Print, unchanged, every line of the rows from the one containing "[spot] the small" through the last line of the rows, both ends included.

== Supplied records ==

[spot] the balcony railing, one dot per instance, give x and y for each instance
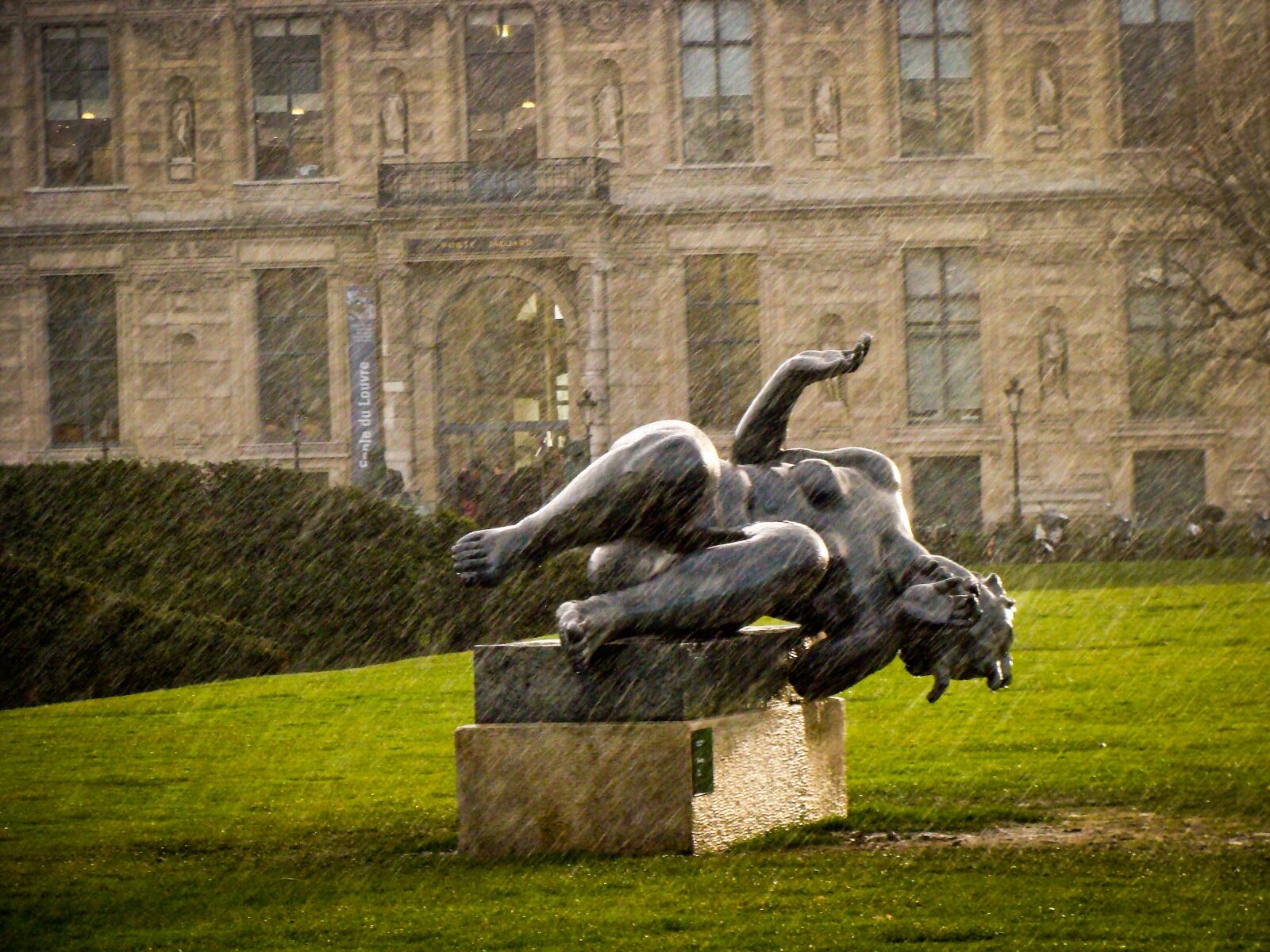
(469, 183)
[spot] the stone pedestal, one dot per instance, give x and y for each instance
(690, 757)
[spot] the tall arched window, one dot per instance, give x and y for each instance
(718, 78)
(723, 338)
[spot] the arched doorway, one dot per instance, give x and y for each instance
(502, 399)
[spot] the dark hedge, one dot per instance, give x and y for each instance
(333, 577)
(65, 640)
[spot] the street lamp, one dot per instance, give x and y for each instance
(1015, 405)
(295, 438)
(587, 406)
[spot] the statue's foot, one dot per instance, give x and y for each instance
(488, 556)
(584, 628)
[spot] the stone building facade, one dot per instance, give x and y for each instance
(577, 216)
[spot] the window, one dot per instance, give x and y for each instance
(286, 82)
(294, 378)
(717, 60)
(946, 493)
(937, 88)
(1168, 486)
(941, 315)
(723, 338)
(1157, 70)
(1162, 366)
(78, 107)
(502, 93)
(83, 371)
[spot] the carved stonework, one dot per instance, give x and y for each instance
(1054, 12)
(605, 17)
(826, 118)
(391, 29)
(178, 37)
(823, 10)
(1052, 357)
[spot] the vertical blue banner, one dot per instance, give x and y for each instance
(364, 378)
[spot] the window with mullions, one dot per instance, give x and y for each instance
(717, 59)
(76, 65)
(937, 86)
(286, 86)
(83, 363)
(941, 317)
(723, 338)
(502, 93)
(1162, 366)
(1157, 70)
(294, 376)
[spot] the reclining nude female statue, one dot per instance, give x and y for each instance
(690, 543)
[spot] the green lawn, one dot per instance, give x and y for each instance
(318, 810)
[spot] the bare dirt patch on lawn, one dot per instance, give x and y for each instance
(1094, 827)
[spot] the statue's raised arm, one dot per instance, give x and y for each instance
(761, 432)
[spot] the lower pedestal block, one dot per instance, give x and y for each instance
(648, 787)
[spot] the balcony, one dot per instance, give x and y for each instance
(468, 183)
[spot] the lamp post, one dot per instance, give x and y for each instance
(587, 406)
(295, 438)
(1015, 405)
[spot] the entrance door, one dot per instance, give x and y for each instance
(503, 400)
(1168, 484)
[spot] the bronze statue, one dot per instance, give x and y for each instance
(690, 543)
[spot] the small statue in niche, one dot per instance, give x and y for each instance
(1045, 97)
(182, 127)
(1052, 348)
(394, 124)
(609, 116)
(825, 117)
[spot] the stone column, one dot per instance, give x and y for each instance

===

- [Result]
[spot] the small statue in niche, one dot per instance, give x and y for each instance
(1045, 97)
(182, 127)
(1052, 348)
(394, 124)
(609, 116)
(825, 117)
[spot] the stone column, one dot per instance, give x and y for each instance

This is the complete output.